Individuals who are already at risk for heart disease have an increased likelihood of experiencing a stroke or heart attack if they have high levels of erythritol in their blood.  The study found that they actually double their likelihood of a cardiac event.  This places people with existing cardiac risk factors like high blood pressure and diabetes at an increased risk for a major event.

The paper also included additional animal and lab research that showed erythritol appeared to be a significant clotting risk, causing blood platelets to form clots faster and more frequently.  These clots can break free and travel to the brain, which could cause a stroke, or to the heart, which can trigger a heart attack.

Researchers make a SHOCKING discovery

At the beginning of the study, the researchers had no intention of examining erythritol or other foods specifically.  Instead, the focus was on compounds or chemicals in a person’s blood that could predict their risk of stroke, heart attack, or death within the next three years.  The study began with the analysis of 1,157 blood samples taken from people already identified as at risk for heart disease.

→ **THE PROBLEM**
In the erythritol study excerpt, how many blood samples did the researchers analyze at the start?

→ **PROVIDED RECORDS**

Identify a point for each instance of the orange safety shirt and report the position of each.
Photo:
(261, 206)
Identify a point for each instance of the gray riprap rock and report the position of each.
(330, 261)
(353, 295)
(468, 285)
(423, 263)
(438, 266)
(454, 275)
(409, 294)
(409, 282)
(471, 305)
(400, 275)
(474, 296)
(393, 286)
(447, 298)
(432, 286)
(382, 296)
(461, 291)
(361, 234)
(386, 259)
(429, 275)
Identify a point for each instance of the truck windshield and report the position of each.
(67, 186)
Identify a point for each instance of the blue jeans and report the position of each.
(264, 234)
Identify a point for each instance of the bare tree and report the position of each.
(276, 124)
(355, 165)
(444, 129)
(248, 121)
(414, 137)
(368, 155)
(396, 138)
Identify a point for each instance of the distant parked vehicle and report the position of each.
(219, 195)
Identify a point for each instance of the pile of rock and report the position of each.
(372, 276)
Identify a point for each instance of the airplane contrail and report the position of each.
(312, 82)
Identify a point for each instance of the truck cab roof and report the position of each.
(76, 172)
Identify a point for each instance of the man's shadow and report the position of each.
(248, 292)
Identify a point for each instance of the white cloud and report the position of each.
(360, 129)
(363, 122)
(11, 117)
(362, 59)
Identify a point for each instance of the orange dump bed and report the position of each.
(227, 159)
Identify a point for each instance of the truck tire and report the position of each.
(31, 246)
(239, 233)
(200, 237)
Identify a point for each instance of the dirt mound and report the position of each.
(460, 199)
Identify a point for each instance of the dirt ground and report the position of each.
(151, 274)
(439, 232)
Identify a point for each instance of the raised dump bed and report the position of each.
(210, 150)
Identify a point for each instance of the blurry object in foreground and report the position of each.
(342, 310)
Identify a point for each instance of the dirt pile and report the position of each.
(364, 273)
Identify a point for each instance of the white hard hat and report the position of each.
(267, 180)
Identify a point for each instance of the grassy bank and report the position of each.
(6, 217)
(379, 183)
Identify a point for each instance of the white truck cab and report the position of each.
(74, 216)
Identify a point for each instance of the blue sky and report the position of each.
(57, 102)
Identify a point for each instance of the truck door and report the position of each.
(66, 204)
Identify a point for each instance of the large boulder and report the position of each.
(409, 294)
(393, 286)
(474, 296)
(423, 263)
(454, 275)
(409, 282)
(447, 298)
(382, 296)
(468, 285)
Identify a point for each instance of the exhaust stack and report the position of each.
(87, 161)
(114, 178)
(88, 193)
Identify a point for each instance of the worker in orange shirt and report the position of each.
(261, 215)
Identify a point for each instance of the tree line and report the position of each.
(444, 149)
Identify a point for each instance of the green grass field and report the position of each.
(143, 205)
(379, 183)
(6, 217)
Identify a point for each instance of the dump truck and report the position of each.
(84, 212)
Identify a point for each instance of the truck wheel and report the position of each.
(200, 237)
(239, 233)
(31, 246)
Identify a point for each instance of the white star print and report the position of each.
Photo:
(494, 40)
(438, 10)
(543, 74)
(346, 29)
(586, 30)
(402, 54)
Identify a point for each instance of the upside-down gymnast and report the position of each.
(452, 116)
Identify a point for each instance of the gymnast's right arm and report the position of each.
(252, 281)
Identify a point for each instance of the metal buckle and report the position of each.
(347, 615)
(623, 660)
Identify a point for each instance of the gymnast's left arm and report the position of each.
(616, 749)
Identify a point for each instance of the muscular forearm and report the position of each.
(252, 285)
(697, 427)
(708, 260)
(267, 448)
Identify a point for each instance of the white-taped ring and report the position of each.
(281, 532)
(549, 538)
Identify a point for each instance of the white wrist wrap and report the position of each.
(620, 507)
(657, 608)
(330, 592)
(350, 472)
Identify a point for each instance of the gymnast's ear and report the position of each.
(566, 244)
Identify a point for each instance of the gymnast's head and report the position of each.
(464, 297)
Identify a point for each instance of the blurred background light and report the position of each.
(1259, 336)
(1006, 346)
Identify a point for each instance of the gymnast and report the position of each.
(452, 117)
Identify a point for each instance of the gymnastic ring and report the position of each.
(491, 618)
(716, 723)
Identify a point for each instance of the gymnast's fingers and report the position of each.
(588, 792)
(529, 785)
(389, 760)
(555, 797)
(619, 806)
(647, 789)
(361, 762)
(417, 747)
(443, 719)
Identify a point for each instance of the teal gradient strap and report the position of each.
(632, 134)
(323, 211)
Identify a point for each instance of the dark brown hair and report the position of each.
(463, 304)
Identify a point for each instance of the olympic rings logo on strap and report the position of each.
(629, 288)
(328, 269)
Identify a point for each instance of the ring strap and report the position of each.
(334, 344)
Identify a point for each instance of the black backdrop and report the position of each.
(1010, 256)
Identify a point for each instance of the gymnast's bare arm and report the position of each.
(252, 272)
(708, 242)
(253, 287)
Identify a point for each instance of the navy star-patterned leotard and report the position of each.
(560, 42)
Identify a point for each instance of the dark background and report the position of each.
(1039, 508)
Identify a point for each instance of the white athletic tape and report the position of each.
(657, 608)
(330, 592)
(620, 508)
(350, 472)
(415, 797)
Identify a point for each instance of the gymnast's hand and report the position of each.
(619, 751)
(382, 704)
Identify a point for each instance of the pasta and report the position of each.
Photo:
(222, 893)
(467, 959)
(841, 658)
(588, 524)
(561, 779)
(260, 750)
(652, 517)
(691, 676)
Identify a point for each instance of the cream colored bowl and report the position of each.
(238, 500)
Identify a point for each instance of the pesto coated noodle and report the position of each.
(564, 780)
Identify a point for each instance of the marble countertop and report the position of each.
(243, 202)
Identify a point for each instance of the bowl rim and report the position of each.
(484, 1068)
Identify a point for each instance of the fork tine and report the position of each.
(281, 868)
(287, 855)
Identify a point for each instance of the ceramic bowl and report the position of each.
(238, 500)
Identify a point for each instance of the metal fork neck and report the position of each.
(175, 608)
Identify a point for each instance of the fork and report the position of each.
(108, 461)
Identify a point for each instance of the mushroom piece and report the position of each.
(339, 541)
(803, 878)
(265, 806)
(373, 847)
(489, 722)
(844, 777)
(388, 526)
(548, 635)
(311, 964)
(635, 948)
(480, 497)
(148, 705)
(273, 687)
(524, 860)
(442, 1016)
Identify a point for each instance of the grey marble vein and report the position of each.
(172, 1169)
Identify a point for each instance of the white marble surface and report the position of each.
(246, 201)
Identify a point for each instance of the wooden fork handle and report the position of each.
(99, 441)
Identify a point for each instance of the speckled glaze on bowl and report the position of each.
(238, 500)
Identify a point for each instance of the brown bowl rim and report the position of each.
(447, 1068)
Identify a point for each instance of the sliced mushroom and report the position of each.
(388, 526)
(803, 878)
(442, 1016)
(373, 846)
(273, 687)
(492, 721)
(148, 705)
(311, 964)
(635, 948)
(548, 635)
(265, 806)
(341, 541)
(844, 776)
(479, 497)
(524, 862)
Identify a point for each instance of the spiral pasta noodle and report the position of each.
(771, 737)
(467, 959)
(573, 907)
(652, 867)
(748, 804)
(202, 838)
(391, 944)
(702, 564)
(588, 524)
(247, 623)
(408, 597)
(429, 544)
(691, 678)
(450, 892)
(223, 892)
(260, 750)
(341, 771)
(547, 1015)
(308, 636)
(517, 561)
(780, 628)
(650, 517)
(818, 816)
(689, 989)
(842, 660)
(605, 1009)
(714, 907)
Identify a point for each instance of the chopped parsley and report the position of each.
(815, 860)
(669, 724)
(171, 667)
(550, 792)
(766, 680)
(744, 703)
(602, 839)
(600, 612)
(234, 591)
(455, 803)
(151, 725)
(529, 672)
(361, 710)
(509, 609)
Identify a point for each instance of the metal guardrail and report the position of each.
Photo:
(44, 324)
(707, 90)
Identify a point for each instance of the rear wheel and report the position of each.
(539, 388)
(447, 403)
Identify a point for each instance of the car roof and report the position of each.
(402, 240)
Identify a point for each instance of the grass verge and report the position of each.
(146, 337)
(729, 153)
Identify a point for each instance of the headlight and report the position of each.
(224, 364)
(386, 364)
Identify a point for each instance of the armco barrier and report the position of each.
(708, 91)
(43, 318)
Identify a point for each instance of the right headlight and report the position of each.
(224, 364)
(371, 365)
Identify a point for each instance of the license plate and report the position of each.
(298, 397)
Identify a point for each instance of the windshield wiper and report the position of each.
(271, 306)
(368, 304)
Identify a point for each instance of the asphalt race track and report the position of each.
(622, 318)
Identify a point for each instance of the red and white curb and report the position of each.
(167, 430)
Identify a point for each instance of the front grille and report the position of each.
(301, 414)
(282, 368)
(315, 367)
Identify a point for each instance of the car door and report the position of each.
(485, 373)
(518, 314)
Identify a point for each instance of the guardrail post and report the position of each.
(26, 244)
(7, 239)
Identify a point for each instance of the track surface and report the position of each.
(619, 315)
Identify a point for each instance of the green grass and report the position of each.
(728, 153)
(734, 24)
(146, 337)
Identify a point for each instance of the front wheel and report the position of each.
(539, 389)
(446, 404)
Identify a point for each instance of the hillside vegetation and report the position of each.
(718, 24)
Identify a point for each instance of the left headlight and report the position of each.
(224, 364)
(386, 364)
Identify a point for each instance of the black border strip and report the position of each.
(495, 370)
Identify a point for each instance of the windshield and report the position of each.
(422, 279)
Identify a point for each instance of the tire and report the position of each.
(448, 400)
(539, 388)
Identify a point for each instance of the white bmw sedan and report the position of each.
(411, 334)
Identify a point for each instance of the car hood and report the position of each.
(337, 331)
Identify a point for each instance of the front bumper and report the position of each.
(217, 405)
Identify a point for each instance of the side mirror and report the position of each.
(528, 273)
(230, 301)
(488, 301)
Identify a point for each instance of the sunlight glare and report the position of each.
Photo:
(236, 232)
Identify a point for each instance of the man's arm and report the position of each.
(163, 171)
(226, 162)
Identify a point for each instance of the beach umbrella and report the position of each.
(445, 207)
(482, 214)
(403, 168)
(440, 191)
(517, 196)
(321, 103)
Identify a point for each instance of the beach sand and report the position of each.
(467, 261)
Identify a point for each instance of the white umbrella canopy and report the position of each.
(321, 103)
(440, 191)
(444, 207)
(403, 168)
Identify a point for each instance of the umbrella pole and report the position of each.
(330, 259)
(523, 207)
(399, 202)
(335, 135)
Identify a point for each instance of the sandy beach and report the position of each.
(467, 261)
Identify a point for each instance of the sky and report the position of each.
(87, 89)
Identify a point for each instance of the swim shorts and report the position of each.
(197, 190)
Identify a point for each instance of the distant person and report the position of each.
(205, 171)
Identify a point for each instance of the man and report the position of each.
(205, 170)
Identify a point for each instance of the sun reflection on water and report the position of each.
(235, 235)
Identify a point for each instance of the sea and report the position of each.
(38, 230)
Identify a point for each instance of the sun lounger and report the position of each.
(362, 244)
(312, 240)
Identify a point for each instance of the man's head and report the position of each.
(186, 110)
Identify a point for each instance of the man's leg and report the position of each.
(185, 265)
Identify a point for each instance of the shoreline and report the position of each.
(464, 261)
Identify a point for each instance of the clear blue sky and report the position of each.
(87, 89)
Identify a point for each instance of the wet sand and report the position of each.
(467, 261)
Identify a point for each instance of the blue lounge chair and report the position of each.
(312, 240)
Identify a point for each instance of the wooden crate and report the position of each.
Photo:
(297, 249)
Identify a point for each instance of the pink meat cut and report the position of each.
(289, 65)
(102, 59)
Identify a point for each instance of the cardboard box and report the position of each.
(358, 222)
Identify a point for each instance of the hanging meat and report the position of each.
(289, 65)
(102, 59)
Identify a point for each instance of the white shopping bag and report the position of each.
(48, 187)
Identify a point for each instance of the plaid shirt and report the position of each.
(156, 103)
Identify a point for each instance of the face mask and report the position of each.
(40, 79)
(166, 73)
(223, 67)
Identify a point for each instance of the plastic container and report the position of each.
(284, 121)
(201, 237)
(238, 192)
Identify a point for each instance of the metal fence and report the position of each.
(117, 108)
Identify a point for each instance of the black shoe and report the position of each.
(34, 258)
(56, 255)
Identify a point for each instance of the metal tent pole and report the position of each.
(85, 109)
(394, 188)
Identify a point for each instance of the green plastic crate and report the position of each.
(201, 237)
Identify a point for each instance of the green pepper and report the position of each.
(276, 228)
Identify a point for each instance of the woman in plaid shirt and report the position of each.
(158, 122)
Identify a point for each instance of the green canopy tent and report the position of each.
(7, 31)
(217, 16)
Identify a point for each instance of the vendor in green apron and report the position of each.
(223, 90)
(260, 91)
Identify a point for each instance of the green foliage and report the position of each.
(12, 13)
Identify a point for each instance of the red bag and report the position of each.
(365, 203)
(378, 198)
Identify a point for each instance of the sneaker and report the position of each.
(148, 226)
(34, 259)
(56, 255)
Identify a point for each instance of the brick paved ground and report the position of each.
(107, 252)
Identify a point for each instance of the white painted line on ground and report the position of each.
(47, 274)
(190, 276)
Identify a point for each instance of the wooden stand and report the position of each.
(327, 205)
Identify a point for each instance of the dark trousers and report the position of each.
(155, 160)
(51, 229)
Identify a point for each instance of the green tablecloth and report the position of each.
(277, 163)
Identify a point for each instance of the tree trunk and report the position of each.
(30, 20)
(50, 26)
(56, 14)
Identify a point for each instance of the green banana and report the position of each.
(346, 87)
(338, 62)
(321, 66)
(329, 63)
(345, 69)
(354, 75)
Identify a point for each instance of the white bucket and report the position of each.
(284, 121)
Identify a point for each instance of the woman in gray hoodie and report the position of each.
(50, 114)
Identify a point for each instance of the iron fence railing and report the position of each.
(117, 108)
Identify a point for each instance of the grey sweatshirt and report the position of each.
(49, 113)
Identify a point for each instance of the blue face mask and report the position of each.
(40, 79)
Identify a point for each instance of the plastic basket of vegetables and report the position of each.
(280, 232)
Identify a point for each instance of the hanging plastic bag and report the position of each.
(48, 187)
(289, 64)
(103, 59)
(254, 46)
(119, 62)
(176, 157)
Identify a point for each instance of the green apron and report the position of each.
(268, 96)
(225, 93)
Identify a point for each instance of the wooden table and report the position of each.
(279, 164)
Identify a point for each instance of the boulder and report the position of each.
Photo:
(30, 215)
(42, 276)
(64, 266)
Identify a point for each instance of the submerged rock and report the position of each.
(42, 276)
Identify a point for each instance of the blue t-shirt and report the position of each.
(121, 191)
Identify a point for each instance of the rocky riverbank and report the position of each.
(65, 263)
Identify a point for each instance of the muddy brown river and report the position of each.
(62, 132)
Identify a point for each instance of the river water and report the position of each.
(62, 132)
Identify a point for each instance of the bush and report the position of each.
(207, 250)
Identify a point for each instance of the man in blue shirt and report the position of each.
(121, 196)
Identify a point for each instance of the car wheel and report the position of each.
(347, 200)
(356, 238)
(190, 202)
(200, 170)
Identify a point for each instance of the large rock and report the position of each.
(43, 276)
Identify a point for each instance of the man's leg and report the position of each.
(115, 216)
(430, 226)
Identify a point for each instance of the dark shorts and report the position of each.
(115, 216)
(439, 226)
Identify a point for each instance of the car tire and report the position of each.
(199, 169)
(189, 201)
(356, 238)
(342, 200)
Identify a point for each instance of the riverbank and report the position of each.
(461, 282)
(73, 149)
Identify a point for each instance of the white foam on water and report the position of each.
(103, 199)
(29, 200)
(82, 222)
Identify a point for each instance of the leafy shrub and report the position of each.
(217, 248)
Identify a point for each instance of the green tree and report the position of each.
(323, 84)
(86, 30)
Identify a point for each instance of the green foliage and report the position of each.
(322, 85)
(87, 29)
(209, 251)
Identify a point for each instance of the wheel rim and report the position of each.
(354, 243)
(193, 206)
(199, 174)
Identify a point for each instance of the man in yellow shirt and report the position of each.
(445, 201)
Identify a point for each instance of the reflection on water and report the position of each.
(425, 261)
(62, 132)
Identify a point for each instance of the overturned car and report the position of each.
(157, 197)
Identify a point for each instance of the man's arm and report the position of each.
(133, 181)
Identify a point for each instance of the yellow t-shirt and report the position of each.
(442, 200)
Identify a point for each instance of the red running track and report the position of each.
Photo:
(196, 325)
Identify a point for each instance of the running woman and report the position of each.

→ **RESULT FOR THIS TASK**
1,157 blood samples, taken from people already identified as at risk for heart disease.